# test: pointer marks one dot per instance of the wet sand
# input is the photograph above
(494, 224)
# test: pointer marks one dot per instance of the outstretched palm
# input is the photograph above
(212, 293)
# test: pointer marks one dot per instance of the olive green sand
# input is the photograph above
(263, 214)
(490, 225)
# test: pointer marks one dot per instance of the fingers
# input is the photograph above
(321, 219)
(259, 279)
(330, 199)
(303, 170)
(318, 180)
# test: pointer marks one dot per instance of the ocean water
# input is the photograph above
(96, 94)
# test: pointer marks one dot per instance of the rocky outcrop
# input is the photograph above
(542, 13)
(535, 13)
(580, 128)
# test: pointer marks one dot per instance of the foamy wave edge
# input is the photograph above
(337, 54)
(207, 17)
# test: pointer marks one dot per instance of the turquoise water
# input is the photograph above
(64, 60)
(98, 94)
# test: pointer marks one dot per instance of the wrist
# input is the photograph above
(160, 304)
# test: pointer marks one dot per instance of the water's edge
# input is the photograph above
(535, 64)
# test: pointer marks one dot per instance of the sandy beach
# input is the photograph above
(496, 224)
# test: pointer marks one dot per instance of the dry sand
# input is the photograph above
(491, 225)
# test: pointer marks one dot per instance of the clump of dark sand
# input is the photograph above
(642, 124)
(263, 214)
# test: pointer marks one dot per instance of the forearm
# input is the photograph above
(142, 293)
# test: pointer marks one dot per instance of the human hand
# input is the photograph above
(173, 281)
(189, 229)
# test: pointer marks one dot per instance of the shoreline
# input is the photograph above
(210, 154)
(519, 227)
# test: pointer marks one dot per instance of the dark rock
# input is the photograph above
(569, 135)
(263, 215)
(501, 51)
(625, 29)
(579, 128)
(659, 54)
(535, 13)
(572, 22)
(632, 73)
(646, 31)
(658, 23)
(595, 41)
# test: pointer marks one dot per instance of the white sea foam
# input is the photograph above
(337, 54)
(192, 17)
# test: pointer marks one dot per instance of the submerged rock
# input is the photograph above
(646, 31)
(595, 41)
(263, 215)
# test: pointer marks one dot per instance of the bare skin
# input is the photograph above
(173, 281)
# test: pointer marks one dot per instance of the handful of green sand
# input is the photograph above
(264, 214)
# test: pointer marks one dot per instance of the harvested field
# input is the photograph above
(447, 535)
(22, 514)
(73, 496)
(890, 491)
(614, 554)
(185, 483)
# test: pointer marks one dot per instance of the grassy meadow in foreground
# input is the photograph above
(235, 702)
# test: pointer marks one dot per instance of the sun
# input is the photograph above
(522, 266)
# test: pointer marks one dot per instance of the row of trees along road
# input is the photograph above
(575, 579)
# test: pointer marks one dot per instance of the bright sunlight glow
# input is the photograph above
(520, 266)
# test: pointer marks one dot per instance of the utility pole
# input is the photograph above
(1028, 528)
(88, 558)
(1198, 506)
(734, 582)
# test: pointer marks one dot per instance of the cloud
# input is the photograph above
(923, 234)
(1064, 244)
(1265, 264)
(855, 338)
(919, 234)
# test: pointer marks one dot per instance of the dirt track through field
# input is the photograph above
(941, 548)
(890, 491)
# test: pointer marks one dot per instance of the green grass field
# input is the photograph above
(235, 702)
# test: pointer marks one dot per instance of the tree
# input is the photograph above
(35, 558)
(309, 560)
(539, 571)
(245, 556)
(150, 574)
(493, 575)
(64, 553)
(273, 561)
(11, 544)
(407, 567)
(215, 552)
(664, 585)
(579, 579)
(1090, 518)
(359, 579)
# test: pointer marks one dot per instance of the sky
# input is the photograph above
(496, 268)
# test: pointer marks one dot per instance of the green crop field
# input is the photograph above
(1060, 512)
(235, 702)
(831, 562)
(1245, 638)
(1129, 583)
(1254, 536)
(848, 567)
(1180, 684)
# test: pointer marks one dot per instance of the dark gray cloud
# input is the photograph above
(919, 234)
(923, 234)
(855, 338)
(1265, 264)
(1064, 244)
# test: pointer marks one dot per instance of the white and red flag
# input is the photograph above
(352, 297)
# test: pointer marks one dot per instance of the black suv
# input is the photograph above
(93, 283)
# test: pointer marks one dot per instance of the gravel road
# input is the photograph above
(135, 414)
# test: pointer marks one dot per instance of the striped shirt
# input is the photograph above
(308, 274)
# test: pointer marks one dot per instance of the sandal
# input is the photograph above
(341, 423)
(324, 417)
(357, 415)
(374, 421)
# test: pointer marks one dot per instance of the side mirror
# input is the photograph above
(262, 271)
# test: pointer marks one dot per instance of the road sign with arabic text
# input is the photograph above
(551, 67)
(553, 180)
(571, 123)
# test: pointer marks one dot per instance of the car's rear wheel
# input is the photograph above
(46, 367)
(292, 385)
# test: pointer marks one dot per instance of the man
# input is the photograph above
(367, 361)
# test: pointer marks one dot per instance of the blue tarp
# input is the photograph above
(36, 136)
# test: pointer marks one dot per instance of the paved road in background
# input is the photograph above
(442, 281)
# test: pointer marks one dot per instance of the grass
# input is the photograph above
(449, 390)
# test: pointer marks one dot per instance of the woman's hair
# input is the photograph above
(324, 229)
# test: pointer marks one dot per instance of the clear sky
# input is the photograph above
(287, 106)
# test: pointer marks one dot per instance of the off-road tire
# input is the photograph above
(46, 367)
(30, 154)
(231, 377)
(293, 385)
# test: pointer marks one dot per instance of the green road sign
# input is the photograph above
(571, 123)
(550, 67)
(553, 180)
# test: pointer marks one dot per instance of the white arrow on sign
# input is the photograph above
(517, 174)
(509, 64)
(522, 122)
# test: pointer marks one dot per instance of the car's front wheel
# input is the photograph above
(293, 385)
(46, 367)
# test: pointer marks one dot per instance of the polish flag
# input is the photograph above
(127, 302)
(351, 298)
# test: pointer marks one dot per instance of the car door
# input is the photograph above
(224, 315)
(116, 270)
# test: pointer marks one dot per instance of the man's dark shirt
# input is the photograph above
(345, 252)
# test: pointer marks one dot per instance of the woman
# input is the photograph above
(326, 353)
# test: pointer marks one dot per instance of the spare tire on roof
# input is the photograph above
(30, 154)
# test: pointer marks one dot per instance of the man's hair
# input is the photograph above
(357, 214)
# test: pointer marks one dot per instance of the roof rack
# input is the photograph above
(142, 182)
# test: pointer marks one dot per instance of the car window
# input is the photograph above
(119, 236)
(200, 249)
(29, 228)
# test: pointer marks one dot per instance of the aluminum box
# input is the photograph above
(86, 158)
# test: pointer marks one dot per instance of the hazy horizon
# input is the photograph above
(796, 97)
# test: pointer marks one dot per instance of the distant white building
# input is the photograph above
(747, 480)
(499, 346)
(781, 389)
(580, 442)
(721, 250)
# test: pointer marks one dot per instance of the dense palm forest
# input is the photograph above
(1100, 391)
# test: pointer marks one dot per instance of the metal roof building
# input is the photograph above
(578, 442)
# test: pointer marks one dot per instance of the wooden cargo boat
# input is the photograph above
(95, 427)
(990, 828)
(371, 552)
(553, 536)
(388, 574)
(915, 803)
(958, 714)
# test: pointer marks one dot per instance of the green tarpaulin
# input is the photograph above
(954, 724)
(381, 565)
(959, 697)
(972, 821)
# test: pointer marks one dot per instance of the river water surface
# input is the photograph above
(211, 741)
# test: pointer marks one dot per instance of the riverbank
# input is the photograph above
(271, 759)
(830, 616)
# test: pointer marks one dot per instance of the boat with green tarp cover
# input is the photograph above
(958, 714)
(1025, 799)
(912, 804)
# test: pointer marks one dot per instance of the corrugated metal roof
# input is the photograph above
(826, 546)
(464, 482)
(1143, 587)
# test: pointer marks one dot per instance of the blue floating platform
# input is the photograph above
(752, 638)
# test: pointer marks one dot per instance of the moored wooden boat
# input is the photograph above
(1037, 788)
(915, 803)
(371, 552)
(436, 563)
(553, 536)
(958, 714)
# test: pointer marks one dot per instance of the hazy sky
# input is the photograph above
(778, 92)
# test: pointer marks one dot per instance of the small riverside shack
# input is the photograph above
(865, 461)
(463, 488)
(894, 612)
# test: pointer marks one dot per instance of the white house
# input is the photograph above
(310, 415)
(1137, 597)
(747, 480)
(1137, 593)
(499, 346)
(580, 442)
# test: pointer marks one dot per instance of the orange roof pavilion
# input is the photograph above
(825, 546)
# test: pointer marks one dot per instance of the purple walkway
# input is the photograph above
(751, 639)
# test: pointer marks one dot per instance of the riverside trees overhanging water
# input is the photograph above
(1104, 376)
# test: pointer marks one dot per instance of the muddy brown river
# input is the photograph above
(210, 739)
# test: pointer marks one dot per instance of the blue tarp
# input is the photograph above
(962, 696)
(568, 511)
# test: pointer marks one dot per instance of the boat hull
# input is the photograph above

_What is expected:_
Print, exactly as written, the first line of the records above and each line after it until the line with "# test: pointer marks one dot per instance of the olive", which is printed too.

_Written solution:_
# test: pointer marks one dot per instance of the wet sand
# input is the photograph above
(494, 224)
# test: pointer marks one dot per instance of the outstretched palm
# input is the photograph above
(212, 293)
# test: pointer marks one dot per instance of the olive green sand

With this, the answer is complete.